(Outline annotation records)
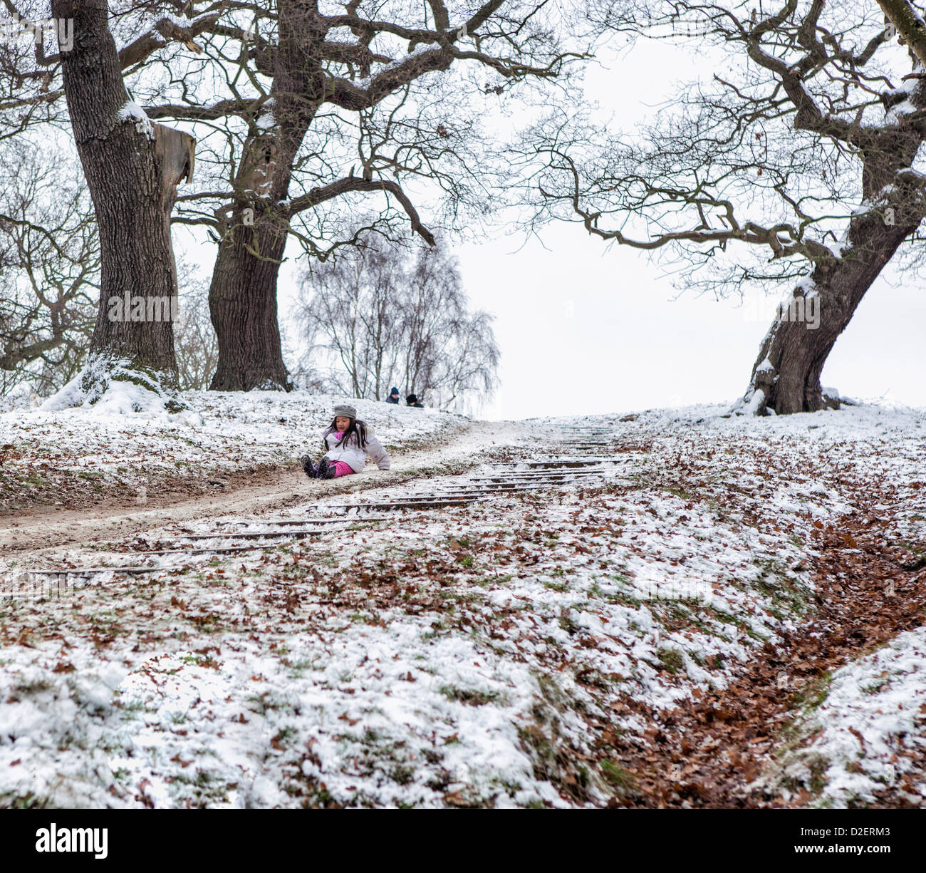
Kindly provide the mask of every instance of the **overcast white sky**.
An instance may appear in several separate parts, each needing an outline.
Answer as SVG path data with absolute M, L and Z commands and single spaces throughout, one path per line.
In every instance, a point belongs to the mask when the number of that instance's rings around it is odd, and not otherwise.
M 587 94 L 626 126 L 689 80 L 694 62 L 678 44 L 641 41 L 591 71 Z M 760 300 L 673 300 L 678 292 L 646 253 L 608 248 L 577 225 L 522 243 L 498 234 L 457 248 L 470 298 L 497 318 L 501 387 L 484 416 L 726 402 L 745 390 L 771 321 L 757 317 Z M 879 281 L 836 343 L 824 386 L 926 406 L 923 304 L 921 284 Z
M 626 127 L 674 93 L 676 80 L 691 79 L 693 63 L 677 44 L 638 42 L 588 75 L 587 94 Z M 501 386 L 482 411 L 487 418 L 732 401 L 770 323 L 738 297 L 673 300 L 676 290 L 645 253 L 608 248 L 573 224 L 550 226 L 526 244 L 499 231 L 456 251 L 473 305 L 496 317 Z M 282 320 L 292 265 L 281 274 Z M 926 406 L 923 294 L 915 280 L 901 287 L 880 280 L 837 342 L 823 384 Z

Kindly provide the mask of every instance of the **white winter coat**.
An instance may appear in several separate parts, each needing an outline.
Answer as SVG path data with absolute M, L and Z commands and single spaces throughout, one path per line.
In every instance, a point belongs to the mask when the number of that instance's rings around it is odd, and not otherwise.
M 328 451 L 325 452 L 325 457 L 332 463 L 335 461 L 343 461 L 355 473 L 359 473 L 366 466 L 369 455 L 371 461 L 376 462 L 376 465 L 381 470 L 389 469 L 389 455 L 386 454 L 386 449 L 382 448 L 382 443 L 376 438 L 371 428 L 367 428 L 365 449 L 357 444 L 357 436 L 354 434 L 344 436 L 344 440 L 349 441 L 349 445 L 344 446 L 334 434 L 329 434 L 325 437 L 325 442 L 328 443 Z

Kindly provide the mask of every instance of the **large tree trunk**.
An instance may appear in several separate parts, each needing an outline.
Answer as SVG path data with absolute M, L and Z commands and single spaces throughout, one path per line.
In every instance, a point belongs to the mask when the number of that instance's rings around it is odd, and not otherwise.
M 105 0 L 55 0 L 52 9 L 74 19 L 73 49 L 62 53 L 64 89 L 100 238 L 100 302 L 84 387 L 114 365 L 170 386 L 177 374 L 173 323 L 161 319 L 164 301 L 172 312 L 177 296 L 169 214 L 176 183 L 192 166 L 176 166 L 177 149 L 166 148 L 165 139 L 185 134 L 125 110 L 129 95 Z M 192 146 L 188 157 L 192 161 Z M 144 319 L 121 317 L 121 308 L 112 318 L 114 300 L 136 297 L 144 298 L 138 309 Z M 153 297 L 157 302 L 149 304 Z
M 209 311 L 219 338 L 213 391 L 292 388 L 277 321 L 277 276 L 288 226 L 241 226 L 222 241 L 212 272 Z
M 280 0 L 279 44 L 267 118 L 244 144 L 236 202 L 209 287 L 219 338 L 210 388 L 290 390 L 277 321 L 277 277 L 289 234 L 284 206 L 293 163 L 324 97 L 319 44 L 325 30 L 314 5 Z
M 792 300 L 780 306 L 753 365 L 745 398 L 749 411 L 786 415 L 838 406 L 838 399 L 823 393 L 823 364 L 866 292 L 916 229 L 885 226 L 877 215 L 864 223 L 865 247 L 819 264 L 812 281 L 796 287 Z
M 911 102 L 926 105 L 926 88 L 920 85 Z M 903 120 L 871 129 L 862 149 L 862 194 L 869 209 L 850 221 L 841 257 L 818 261 L 811 281 L 799 285 L 779 308 L 738 411 L 782 415 L 839 405 L 837 398 L 823 393 L 823 365 L 862 297 L 926 217 L 921 177 L 909 171 L 921 142 L 918 127 Z M 811 311 L 815 317 L 808 319 Z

→ Required work
Reproduce every line of the items above word for word, omitting the pictures.

→ Written response
Kindly provide the mask of every instance of the **overcast white sky**.
An instance may appear in several separate parts, each needing an outline.
Answer as SVG path data with absolute M, L and Z commands and single spaces throughout, one path per line.
In every instance, a point belongs to the mask when the number of that instance's rings around it is odd, and not otherwise.
M 587 94 L 626 126 L 689 80 L 694 62 L 678 44 L 641 41 L 591 71 Z M 760 300 L 673 300 L 678 292 L 646 253 L 608 248 L 577 225 L 522 243 L 498 234 L 457 248 L 470 298 L 497 318 L 501 387 L 484 416 L 726 402 L 745 390 L 771 321 L 757 317 Z M 879 281 L 836 343 L 824 386 L 926 406 L 923 304 L 921 284 Z
M 626 127 L 674 93 L 676 80 L 691 79 L 693 63 L 677 44 L 638 42 L 588 75 L 587 94 Z M 501 386 L 482 411 L 487 418 L 732 401 L 770 323 L 738 297 L 673 300 L 676 290 L 645 253 L 608 248 L 573 224 L 550 226 L 526 244 L 499 231 L 456 251 L 473 305 L 496 317 Z M 282 320 L 292 265 L 281 274 Z M 926 406 L 923 294 L 915 280 L 901 287 L 880 280 L 837 342 L 823 384 Z

Kindly provide the mask of every instance of the **white winter coat**.
An instance may appear in several separate parts, each needing an outline.
Answer as SVG path data with absolute M, L and Z commands and single spaces throughout, one path per line.
In every instance, a point belongs to the mask when the number of that instance's rings around it is odd, and not otherwise.
M 328 451 L 325 452 L 325 457 L 332 463 L 335 461 L 343 461 L 355 473 L 359 473 L 366 466 L 369 455 L 371 461 L 376 462 L 376 465 L 381 470 L 389 469 L 389 455 L 386 454 L 386 449 L 382 448 L 382 443 L 376 438 L 371 428 L 367 428 L 365 449 L 357 444 L 357 436 L 354 434 L 344 436 L 344 440 L 349 441 L 349 445 L 344 446 L 334 434 L 329 434 L 325 437 L 325 442 L 328 443 Z

Kindly provide the mask of every instance of the **large tree trunk**.
An instance may appear in several separate parts, each needing an outline.
Answer as SVG path data with absolute M, L and Z commands and single spaces throughout, one path per line.
In every instance, a point belongs to the mask when the number of that instance's rings around it is odd, and not otherwise.
M 105 0 L 55 0 L 52 9 L 74 19 L 73 49 L 62 53 L 64 89 L 100 238 L 100 302 L 84 387 L 114 365 L 170 386 L 177 374 L 173 323 L 161 319 L 164 301 L 172 312 L 177 296 L 169 214 L 176 183 L 192 166 L 176 166 L 177 149 L 166 148 L 165 139 L 185 134 L 125 110 L 129 95 Z M 192 146 L 188 157 L 192 161 Z M 144 319 L 121 317 L 121 308 L 112 318 L 114 300 L 136 297 L 144 298 L 138 309 Z M 153 297 L 157 302 L 149 304 Z
M 209 311 L 219 338 L 213 391 L 292 388 L 277 321 L 277 276 L 288 226 L 241 226 L 222 241 L 212 272 Z
M 280 0 L 279 44 L 267 118 L 244 144 L 236 202 L 209 287 L 219 338 L 210 388 L 290 390 L 277 321 L 277 277 L 289 234 L 284 206 L 293 163 L 324 97 L 319 44 L 325 30 L 314 5 Z
M 792 300 L 780 306 L 753 365 L 745 398 L 749 411 L 786 415 L 838 406 L 838 399 L 823 393 L 823 364 L 866 292 L 916 229 L 885 226 L 877 215 L 864 223 L 865 247 L 819 264 L 812 281 L 796 287 Z
M 911 102 L 926 105 L 926 88 L 920 85 Z M 903 120 L 871 129 L 862 149 L 862 194 L 869 209 L 850 221 L 841 257 L 818 261 L 811 281 L 799 285 L 779 308 L 738 411 L 782 415 L 839 405 L 837 398 L 823 393 L 823 365 L 862 297 L 926 217 L 921 177 L 909 171 L 921 142 L 918 127 Z M 811 311 L 815 317 L 808 319 Z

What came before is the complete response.